(Records from a data collection)

________

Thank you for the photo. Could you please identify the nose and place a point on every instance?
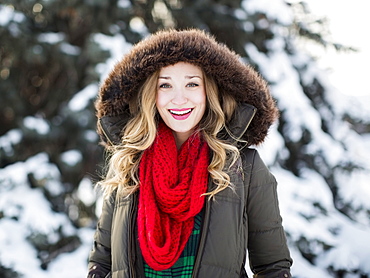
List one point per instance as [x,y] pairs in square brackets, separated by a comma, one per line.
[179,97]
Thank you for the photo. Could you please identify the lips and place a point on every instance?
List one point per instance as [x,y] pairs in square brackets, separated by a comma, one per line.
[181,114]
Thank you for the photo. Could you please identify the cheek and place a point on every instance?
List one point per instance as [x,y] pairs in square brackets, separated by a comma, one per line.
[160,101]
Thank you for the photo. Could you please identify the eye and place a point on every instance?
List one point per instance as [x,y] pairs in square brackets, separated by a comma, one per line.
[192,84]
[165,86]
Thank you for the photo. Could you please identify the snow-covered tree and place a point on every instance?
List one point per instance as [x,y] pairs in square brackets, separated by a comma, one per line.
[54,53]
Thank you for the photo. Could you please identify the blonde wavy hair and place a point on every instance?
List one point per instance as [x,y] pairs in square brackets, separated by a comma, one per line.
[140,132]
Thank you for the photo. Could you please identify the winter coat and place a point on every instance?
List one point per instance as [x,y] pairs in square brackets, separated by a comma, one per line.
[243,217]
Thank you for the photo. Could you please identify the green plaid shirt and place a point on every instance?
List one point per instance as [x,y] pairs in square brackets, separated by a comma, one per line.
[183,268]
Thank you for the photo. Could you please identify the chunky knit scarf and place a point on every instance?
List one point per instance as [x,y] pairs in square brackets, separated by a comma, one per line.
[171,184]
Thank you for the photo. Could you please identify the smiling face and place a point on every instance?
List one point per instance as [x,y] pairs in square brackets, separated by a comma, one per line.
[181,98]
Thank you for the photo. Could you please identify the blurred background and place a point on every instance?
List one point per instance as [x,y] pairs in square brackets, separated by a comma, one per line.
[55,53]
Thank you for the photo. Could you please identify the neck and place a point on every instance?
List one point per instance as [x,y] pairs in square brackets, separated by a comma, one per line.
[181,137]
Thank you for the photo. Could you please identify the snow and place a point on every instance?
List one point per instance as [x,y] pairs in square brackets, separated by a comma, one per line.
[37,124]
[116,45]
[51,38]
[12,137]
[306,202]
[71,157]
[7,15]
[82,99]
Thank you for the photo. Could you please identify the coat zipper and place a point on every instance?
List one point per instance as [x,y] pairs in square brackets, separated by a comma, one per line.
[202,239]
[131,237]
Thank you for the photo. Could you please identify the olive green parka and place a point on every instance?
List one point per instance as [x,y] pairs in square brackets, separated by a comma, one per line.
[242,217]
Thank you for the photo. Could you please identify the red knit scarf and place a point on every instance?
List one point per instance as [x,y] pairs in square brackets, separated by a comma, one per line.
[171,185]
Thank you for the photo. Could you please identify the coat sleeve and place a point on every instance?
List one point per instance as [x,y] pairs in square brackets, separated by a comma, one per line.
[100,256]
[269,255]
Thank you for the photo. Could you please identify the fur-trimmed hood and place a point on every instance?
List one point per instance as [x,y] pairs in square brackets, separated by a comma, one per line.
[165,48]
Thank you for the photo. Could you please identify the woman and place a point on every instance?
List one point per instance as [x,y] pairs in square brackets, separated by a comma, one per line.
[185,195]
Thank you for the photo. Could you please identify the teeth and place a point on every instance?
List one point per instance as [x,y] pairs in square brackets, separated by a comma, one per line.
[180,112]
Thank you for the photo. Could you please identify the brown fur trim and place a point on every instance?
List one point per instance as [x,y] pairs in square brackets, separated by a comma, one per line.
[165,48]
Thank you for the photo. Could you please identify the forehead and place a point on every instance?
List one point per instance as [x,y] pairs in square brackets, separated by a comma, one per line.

________

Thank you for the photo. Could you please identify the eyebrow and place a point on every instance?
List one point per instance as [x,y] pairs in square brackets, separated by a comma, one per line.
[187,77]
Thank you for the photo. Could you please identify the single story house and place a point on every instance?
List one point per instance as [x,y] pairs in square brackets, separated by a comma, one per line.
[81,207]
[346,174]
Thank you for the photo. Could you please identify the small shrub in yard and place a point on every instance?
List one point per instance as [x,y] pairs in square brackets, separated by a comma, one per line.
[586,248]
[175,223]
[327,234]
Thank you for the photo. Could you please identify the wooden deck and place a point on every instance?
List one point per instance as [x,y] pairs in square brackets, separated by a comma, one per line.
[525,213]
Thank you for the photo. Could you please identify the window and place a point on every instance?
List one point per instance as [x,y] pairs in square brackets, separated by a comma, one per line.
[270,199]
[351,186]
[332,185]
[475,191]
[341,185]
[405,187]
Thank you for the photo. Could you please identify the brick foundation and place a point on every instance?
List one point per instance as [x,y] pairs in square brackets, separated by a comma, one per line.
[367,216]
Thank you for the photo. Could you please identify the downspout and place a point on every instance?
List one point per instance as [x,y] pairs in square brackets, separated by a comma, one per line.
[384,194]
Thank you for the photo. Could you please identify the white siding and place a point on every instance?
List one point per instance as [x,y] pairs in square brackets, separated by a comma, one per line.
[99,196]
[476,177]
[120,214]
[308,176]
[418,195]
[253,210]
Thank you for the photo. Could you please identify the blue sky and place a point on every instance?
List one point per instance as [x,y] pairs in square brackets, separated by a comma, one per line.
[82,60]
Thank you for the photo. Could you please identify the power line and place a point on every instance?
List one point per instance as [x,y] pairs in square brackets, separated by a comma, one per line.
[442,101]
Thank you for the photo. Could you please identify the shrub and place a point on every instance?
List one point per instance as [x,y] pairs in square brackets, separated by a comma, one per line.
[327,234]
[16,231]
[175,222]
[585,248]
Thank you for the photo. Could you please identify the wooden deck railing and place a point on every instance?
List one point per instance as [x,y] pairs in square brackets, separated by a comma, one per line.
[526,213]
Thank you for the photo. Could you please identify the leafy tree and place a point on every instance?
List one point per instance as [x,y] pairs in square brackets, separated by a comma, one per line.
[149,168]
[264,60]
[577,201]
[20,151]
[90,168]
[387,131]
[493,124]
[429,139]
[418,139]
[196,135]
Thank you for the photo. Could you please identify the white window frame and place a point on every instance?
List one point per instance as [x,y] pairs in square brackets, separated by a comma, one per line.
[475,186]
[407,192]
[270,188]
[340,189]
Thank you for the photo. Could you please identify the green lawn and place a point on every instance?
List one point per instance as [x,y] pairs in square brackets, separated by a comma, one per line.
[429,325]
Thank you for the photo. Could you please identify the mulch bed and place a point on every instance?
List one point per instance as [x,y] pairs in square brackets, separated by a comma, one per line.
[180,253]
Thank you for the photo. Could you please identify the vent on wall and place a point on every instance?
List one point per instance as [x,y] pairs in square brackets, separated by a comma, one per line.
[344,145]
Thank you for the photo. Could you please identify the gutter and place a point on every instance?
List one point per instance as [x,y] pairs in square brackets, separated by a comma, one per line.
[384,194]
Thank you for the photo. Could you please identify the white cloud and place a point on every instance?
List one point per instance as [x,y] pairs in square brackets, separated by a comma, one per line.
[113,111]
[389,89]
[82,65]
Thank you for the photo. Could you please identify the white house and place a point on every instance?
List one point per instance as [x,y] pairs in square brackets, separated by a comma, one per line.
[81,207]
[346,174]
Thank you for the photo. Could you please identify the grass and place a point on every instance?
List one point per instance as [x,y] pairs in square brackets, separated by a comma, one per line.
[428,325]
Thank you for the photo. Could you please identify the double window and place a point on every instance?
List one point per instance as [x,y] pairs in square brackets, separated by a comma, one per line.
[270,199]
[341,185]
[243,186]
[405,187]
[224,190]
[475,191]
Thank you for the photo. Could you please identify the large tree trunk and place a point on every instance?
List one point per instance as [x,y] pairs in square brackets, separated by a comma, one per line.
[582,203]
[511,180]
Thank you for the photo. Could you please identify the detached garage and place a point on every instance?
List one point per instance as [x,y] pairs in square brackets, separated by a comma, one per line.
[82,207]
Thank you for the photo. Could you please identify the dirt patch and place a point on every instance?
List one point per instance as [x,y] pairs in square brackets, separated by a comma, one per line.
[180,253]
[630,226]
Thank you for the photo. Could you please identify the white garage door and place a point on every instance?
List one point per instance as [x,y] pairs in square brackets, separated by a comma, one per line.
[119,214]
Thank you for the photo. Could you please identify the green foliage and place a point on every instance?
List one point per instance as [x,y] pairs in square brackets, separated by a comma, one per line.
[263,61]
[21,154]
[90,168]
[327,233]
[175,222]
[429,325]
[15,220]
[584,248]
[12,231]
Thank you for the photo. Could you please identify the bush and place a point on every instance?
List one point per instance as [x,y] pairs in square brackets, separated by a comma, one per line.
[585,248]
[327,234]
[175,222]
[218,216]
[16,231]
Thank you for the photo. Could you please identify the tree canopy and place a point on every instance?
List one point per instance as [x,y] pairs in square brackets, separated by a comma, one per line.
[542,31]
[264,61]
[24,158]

________

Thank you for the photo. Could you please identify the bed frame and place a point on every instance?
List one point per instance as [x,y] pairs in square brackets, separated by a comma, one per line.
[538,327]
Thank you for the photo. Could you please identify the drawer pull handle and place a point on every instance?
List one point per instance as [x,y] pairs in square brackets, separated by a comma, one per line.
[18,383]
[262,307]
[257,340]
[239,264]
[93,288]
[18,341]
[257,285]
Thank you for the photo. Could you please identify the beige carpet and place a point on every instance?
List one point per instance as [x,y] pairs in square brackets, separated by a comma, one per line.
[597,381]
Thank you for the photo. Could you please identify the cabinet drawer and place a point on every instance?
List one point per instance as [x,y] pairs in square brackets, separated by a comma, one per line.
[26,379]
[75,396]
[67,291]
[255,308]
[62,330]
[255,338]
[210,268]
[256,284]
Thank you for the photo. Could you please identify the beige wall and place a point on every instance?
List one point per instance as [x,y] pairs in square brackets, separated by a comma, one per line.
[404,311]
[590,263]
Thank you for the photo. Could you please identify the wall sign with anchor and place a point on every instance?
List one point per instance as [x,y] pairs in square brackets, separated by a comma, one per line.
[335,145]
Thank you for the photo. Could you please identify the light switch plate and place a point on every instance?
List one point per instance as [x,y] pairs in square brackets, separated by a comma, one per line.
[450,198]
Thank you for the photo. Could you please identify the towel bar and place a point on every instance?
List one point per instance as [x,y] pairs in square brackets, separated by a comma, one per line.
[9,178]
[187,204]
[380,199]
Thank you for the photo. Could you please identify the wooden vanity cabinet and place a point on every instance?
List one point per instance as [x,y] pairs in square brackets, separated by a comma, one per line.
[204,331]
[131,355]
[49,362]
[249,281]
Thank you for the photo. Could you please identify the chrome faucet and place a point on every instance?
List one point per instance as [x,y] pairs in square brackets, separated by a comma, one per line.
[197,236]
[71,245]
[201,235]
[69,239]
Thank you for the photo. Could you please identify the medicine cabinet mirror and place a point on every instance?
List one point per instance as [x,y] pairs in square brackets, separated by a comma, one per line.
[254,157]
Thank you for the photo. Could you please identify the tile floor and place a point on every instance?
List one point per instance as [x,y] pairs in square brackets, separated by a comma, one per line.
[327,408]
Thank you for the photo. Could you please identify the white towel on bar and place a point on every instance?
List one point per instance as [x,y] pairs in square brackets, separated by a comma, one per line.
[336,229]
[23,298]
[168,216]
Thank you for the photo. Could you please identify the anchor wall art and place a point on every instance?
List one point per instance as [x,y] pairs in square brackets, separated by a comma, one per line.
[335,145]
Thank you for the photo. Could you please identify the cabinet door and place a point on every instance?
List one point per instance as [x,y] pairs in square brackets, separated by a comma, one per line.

________

Task prompt: List every line in the records above that contains the string "drawer". Case counts.

The response:
Thank you for the photo. Could you please identify the drawer pull handle and place a point on every instance?
Thank you for the photo. Could you please identify the cabinet drawer and place a point on every instance?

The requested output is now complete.